Outline entries for labeled areas:
__________

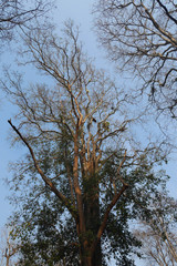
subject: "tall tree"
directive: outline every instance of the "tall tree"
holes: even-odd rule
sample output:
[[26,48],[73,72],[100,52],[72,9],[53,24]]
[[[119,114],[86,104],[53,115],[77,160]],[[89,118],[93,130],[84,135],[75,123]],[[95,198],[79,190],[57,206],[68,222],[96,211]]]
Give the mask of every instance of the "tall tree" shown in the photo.
[[[133,198],[148,204],[147,194],[164,182],[162,176],[153,174],[149,163],[160,160],[162,154],[150,145],[145,151],[140,151],[139,145],[132,147],[128,126],[135,117],[127,111],[127,95],[104,71],[95,69],[83,52],[79,31],[71,21],[63,31],[64,37],[60,39],[39,29],[27,34],[29,63],[49,76],[49,82],[27,89],[21,83],[21,75],[15,73],[12,78],[7,72],[9,83],[3,83],[11,101],[19,108],[19,125],[11,120],[9,124],[15,141],[29,150],[27,157],[15,165],[12,181],[15,190],[24,184],[21,201],[27,212],[19,219],[24,226],[24,231],[20,231],[21,237],[25,235],[25,227],[32,226],[39,232],[39,243],[49,247],[46,235],[51,237],[55,231],[59,237],[63,232],[63,247],[67,243],[72,250],[71,245],[75,243],[75,255],[71,254],[74,259],[80,258],[82,266],[103,265],[108,256],[104,249],[115,255],[117,265],[134,265],[129,255],[137,242],[128,231],[127,221],[138,214],[138,208],[133,207]],[[45,190],[50,191],[48,201],[44,197],[33,204]],[[147,192],[145,197],[144,191]],[[27,195],[30,195],[31,204]],[[33,218],[35,213],[43,221],[46,214],[49,219],[25,223],[28,215]],[[51,222],[53,219],[55,223]],[[115,228],[118,228],[118,236]],[[29,243],[31,239],[32,235]],[[69,249],[63,249],[61,259]],[[52,265],[53,262],[48,260],[52,248],[49,247],[46,256],[41,250],[39,248],[38,259]],[[41,260],[38,263],[35,260],[34,265],[41,265]],[[71,260],[67,265],[72,265]]]
[[0,235],[0,263],[1,265],[18,265],[20,244],[13,238],[13,229],[4,227]]
[[157,109],[176,119],[175,1],[98,0],[95,11],[98,38],[108,57],[119,70],[140,78]]

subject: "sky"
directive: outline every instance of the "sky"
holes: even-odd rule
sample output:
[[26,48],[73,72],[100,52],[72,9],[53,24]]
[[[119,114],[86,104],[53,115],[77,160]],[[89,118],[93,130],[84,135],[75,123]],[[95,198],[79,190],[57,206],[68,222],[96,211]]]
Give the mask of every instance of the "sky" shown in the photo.
[[[73,19],[76,24],[81,28],[81,39],[83,40],[86,51],[92,58],[96,59],[96,64],[100,68],[107,66],[107,61],[105,59],[104,51],[98,48],[96,42],[96,35],[93,32],[93,16],[91,14],[92,6],[94,0],[58,0],[56,6],[58,9],[54,11],[53,17],[54,21],[59,27],[62,27],[62,23],[67,19]],[[9,48],[8,48],[9,49]],[[2,63],[12,64],[13,53],[12,51],[6,51],[0,55],[0,71],[2,71]],[[12,64],[15,68],[14,64]],[[111,66],[110,66],[111,68]],[[2,74],[2,72],[1,72]],[[0,75],[1,75],[0,74]],[[29,79],[31,79],[29,74]],[[12,213],[12,207],[9,205],[7,197],[10,195],[10,191],[8,186],[4,184],[3,178],[10,175],[8,170],[8,165],[10,161],[15,161],[21,155],[21,150],[18,147],[10,146],[10,140],[8,139],[10,135],[10,129],[8,124],[8,120],[13,116],[15,113],[14,106],[7,101],[2,92],[0,92],[0,228],[7,222],[7,218]],[[173,196],[176,196],[177,188],[177,164],[176,164],[177,155],[173,154],[169,165],[166,167],[167,174],[171,176],[171,180],[168,185],[168,190],[170,191]],[[112,264],[114,266],[114,263]],[[137,266],[143,266],[143,263],[137,262]]]

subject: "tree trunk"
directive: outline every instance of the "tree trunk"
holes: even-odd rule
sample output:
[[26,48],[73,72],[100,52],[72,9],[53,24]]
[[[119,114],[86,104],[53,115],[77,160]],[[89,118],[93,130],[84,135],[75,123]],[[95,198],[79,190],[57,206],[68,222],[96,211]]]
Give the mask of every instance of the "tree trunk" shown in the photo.
[[[94,185],[95,182],[93,182]],[[100,228],[100,204],[98,204],[98,185],[94,185],[94,187],[90,187],[88,193],[92,192],[92,194],[87,194],[84,198],[84,217],[85,217],[85,226],[86,226],[86,237],[88,241],[88,249],[91,248],[91,245],[93,241],[95,239],[97,235],[97,231]],[[87,252],[86,263],[83,266],[102,266],[102,248],[101,248],[101,242],[95,247],[95,250],[93,254],[90,254]]]

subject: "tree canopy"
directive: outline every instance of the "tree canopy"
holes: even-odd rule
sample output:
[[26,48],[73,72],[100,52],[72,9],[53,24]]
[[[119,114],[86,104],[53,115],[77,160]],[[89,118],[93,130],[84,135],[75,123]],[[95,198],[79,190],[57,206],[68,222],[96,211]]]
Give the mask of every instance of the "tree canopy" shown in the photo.
[[139,242],[129,221],[146,217],[142,206],[165,187],[165,174],[153,170],[163,153],[136,144],[128,96],[96,70],[73,22],[62,38],[37,29],[24,42],[25,64],[46,82],[27,86],[8,71],[2,82],[19,108],[18,126],[9,120],[13,141],[28,149],[10,182],[20,192],[12,196],[21,205],[13,216],[20,263],[100,266],[115,257],[134,265]]
[[175,1],[100,0],[95,16],[98,39],[117,69],[134,73],[157,110],[176,117]]

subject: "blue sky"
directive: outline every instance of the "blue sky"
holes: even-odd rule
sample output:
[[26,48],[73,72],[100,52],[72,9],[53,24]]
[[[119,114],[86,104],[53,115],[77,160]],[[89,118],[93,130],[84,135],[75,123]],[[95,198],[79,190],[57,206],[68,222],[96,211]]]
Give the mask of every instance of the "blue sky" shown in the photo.
[[[85,49],[87,50],[88,54],[92,58],[96,58],[96,63],[98,66],[104,68],[105,65],[107,65],[106,60],[104,60],[105,54],[103,54],[103,52],[98,49],[96,43],[96,35],[91,30],[93,27],[93,17],[91,14],[91,11],[94,2],[94,0],[58,0],[58,10],[55,10],[54,13],[54,21],[56,21],[56,23],[61,28],[62,23],[66,19],[73,19],[81,27],[81,38],[85,44]],[[9,51],[4,52],[0,57],[1,63],[11,63],[11,57]],[[7,121],[8,119],[13,116],[14,106],[12,106],[11,103],[7,102],[7,99],[1,92],[0,95],[0,227],[3,227],[8,216],[12,212],[12,207],[9,205],[8,200],[6,198],[10,194],[10,192],[8,186],[3,183],[3,178],[10,175],[8,171],[9,162],[17,160],[21,154],[21,151],[18,147],[11,149],[10,141],[8,140],[10,129]],[[176,157],[176,154],[173,154],[169,165],[167,166],[167,174],[171,176],[168,188],[173,196],[176,196],[177,187]],[[137,263],[137,266],[138,265],[143,266],[143,263]]]

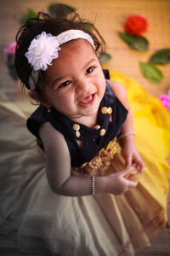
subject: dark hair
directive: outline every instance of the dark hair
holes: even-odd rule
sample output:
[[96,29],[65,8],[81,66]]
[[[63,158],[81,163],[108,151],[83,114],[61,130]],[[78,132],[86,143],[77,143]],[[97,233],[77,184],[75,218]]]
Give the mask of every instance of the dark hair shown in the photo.
[[[37,18],[30,19],[22,26],[16,35],[16,54],[15,54],[15,67],[19,78],[27,89],[31,89],[29,85],[29,76],[31,75],[32,67],[28,63],[27,58],[25,56],[28,47],[32,39],[45,31],[47,33],[51,33],[53,36],[57,36],[62,32],[69,29],[79,29],[88,33],[95,45],[95,51],[100,55],[105,51],[105,41],[95,26],[87,21],[82,20],[78,14],[74,13],[70,17],[58,18],[51,17],[48,14],[39,12]],[[44,84],[44,72],[39,71],[38,82],[36,84],[36,90],[40,96],[42,96],[42,84]]]

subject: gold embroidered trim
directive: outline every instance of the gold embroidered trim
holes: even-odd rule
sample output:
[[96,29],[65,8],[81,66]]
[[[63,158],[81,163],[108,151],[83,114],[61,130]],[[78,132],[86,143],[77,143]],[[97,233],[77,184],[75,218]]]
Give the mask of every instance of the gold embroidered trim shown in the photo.
[[113,160],[116,154],[120,152],[120,146],[115,138],[108,145],[100,149],[93,160],[84,163],[80,167],[72,168],[72,174],[85,177],[107,175],[107,170],[110,166],[111,160]]

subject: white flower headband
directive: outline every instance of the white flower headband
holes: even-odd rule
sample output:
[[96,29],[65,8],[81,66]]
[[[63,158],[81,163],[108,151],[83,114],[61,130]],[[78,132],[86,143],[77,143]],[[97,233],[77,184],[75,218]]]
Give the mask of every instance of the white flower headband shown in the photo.
[[90,35],[77,29],[67,30],[57,37],[53,37],[50,33],[47,34],[42,32],[31,41],[28,51],[25,54],[28,62],[32,67],[29,77],[29,84],[31,90],[36,89],[35,84],[37,83],[39,76],[38,70],[46,70],[48,65],[52,65],[52,61],[59,57],[60,45],[78,38],[87,40],[95,49],[94,40]]

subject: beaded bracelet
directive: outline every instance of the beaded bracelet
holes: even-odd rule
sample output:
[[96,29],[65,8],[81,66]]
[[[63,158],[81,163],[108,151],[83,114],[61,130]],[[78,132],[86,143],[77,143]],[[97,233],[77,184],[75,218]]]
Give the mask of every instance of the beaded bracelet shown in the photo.
[[122,134],[121,136],[118,137],[118,140],[122,139],[122,137],[128,136],[128,135],[135,135],[135,132],[133,131],[128,131],[128,132],[125,132],[123,134]]
[[95,176],[92,176],[92,195],[95,195]]

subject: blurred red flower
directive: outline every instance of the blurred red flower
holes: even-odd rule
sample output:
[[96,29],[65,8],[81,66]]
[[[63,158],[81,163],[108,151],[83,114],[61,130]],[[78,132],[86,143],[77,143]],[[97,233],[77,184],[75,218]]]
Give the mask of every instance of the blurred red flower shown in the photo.
[[140,37],[142,32],[147,31],[148,20],[140,15],[129,16],[124,25],[126,32],[130,35]]

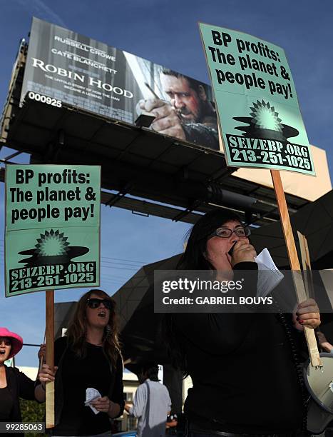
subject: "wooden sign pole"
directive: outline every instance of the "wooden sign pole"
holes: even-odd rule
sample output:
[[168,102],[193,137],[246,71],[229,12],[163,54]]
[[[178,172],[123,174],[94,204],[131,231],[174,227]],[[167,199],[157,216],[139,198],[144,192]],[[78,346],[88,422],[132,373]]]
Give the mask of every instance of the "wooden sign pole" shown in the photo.
[[[54,290],[46,291],[46,364],[54,366]],[[54,381],[46,383],[46,426],[54,427]]]
[[[279,209],[281,223],[286,242],[289,261],[292,271],[292,278],[296,289],[296,295],[297,296],[297,301],[299,303],[307,299],[307,294],[305,293],[303,278],[300,272],[299,261],[298,260],[297,251],[296,250],[294,235],[292,233],[285,192],[283,191],[282,182],[281,181],[279,170],[271,170],[270,174],[277,198],[277,206]],[[313,329],[310,329],[306,326],[304,327],[304,331],[309,349],[311,364],[315,367],[322,366],[322,363],[319,357],[318,347],[317,346],[314,331]]]
[[299,242],[299,248],[301,249],[301,259],[305,280],[307,296],[314,298],[314,293],[313,290],[312,272],[311,270],[311,260],[309,246],[307,246],[307,240],[305,236],[301,233],[299,231],[297,231],[297,237]]

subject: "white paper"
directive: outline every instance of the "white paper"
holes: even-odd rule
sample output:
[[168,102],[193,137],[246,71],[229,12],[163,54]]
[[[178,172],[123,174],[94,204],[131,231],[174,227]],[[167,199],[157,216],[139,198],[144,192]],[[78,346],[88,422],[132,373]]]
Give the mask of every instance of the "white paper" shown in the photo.
[[84,405],[86,406],[89,406],[93,410],[93,411],[95,413],[95,414],[98,414],[98,413],[100,413],[101,411],[98,411],[98,410],[96,410],[96,408],[95,408],[91,405],[91,402],[93,402],[93,401],[96,401],[98,398],[101,398],[101,395],[98,390],[96,390],[96,388],[86,388],[86,402],[84,403]]
[[[284,275],[279,271],[274,263],[267,248],[265,248],[255,258],[258,264],[258,281],[257,283],[257,296],[266,297],[281,282]],[[270,271],[270,274],[264,271]]]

__________

(INSTRUCTION) Pick out and copy every line above that contains the string "wooden". Case counts.

(CORRECT ANSWER)
subject: "wooden sign pole"
directive: outline every instance of the "wooden sign pole"
Give the mask of every instance of the "wooden sign pole" shown in the photo.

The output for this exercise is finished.